[Request 1]
In the piece on luxury spending, about how much did Michael Jackson earn over his career?

I knew I shouldn’t have made the offer in the first place, but it was already too late. When you are in a shop, mobbed by an army of gorgeous ladies schooled in massaging fragile ego, it’s no more about the rationality of your knee-jerk responses as it to preserving your non-existing honor. In the end, a single phone call from my wife was the grace that saved me from committing financial suicide on the eve of Christmas. But I haven’t always been that lucky.

Louis Vuitton…$5,800, Coach…$4,500.. Coco Chanel…$8,500. For a second I had to assume that I was about to make a down payment on a second home, if to escape the feeling of being robbed in broad daylight. You couldn’t tell that though, from the throngs of ladies in high-heeled stilettos shoes, swiping cards and walking away as if nothing happened. To make matters worse, I didn’t see much difference from the one that a street vendor offered me in China for twenty dollars, sometime ago. In fact, the Chinese bootleg had a superior leather feel than what was offered at the Galleria. Ok, maybe I exaggerated on that score.

Funny enough, most of the ladies I saw didn’t appear like they had some millions stashed away in the bank. At least the looks didn’t give that away. In fact one could easily guess that most are possibly in low to middle income tax bracket and might even have benefited from the government’s stimulus check. How do I know? Well, it’s common knowledge that the average guy spends more on luxury items in comparison to rich folks. You are more likely to see boys that wear blings and high end Jordan snickers in the “hood” than in rich neighborhoods. Maybe it has to do with the rather hackneyed cliché, fake it till you make it. But in answering the question, I had to also turn to my friends at Google. Here is some of what they said:

Financial Illiteracy

Lack of financial education in schools fuels bad habits to build up. Rich folks however, are more likely to know how money works and so have the tendency to calculate the opportunity cost of most buying decision. It comes to many as a surprise that good spending habits are actually the biggest source of wealth, compared to earning more. The King of entertainment, Michael Jackson earned around a billion dollars in his careers but was close to bankrupt at the time of death.


Defined in the dictionary as “the tendency to seek distraction and relief from unpleasant realities, especially by seeking entertainment or engaging in fantasy.” This is often a bigger problem at the lower ends of the income scale.

[Request 2]
Please pull out every line of the records that contains the string "yellow". Case counts.

[Working data]
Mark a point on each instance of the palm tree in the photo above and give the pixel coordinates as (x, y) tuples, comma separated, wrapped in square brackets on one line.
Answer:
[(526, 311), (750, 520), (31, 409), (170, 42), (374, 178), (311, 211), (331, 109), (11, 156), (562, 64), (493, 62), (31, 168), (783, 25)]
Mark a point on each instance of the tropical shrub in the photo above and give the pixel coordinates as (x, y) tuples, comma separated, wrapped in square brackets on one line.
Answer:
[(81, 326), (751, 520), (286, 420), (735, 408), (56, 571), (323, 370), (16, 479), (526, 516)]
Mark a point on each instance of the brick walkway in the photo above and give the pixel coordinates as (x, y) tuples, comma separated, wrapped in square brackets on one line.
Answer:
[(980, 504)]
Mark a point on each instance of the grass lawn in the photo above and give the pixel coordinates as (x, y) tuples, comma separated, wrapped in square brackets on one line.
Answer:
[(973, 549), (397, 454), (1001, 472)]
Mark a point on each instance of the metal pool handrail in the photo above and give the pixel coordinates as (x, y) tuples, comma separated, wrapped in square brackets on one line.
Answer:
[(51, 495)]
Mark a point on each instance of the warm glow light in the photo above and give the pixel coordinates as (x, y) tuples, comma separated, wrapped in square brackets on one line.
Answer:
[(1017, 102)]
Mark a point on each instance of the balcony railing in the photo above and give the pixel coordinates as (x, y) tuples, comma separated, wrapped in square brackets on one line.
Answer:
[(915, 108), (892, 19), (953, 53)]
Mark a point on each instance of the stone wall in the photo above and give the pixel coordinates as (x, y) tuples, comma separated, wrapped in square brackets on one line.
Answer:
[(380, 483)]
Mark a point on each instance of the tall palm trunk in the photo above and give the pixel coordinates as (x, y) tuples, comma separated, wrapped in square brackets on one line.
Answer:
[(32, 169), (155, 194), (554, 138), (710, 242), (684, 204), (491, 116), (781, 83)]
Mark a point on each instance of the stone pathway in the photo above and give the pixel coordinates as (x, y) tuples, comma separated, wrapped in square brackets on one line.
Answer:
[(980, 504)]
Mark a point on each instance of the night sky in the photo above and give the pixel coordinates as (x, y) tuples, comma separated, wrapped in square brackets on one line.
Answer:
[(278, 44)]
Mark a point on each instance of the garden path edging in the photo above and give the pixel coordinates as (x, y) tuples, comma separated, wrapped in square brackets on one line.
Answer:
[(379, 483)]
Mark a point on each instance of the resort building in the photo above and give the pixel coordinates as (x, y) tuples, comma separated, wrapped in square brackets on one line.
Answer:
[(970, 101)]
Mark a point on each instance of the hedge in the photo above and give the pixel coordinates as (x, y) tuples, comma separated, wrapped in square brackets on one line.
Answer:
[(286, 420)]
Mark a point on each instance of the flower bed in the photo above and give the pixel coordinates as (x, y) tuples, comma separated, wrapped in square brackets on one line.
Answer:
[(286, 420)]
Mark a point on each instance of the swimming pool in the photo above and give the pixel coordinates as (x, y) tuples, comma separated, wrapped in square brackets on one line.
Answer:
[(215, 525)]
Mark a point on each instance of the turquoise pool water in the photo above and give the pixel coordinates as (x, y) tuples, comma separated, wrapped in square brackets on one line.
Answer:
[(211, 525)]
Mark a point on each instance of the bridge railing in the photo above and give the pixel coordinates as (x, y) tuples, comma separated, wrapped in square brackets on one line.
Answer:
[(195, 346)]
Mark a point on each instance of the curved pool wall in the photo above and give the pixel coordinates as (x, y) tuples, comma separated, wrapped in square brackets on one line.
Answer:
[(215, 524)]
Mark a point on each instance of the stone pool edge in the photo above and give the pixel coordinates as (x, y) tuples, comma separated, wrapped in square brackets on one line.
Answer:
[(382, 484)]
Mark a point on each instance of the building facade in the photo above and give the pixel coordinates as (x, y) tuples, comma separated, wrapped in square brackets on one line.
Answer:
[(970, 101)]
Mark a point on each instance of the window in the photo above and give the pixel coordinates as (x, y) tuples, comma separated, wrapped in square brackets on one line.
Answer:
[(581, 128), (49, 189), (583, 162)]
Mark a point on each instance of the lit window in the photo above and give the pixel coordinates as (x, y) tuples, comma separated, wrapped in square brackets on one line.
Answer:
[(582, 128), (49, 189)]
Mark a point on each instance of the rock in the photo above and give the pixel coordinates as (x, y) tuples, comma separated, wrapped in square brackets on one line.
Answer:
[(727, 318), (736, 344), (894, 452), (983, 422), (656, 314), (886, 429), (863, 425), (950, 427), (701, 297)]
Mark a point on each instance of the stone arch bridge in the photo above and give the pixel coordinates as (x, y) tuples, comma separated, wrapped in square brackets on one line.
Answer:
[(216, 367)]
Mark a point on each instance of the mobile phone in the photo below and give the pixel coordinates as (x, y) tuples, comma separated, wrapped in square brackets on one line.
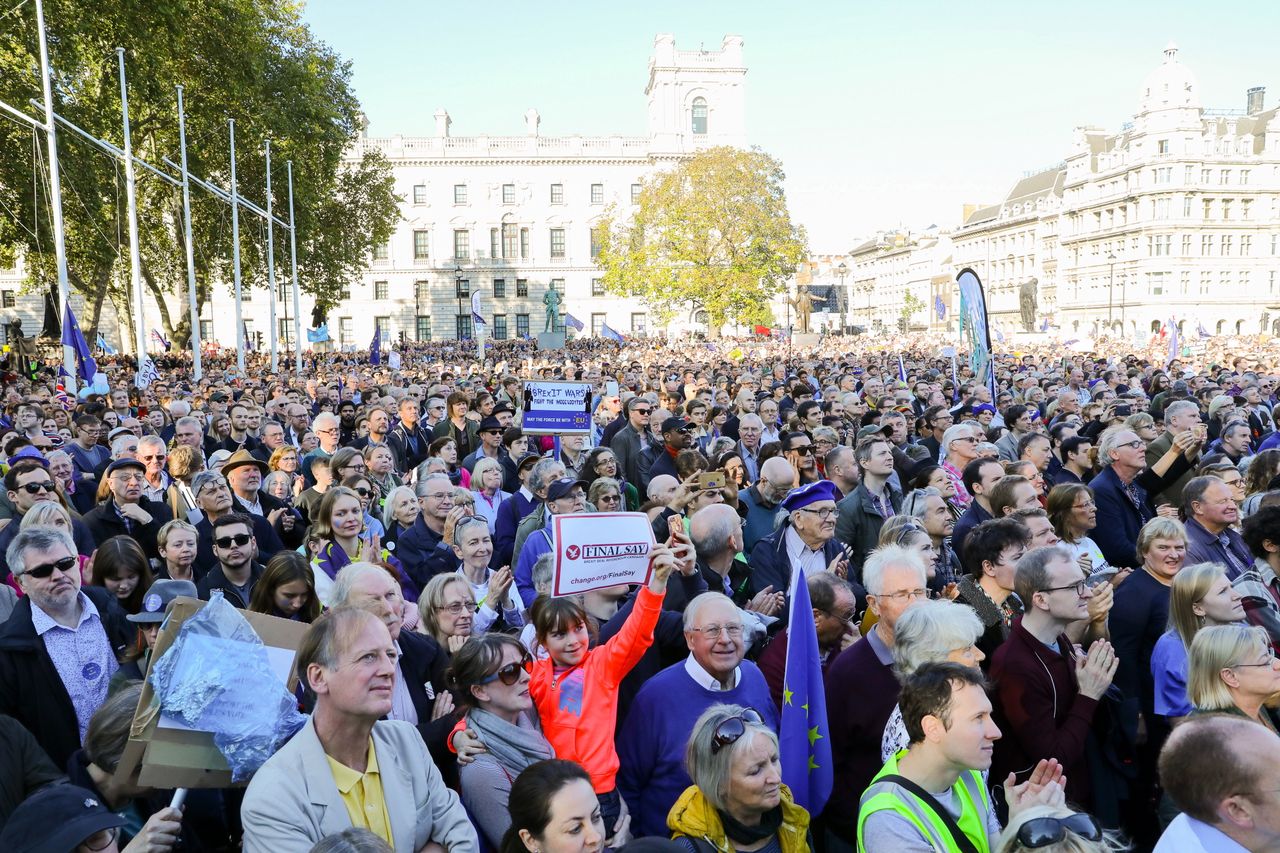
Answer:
[(711, 480)]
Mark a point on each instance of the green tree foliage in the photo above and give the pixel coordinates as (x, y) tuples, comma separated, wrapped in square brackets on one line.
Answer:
[(712, 233), (252, 60)]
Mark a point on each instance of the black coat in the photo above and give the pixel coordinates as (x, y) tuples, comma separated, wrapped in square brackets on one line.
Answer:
[(32, 692)]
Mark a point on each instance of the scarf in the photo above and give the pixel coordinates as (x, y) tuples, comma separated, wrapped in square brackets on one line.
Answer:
[(513, 747)]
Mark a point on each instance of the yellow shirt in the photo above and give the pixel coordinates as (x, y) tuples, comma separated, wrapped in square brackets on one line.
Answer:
[(362, 796)]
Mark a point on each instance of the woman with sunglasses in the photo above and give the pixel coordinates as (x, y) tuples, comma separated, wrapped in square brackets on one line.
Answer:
[(737, 801), (1056, 829), (489, 676)]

[Written response 1]
Around a billion dollars.

[Written response 2]
Mark a point on each instance of the yellow shirt in the photo above and give the pixel coordinates as (x, y) tuples, comma separated, wrapped in square brackets on one line.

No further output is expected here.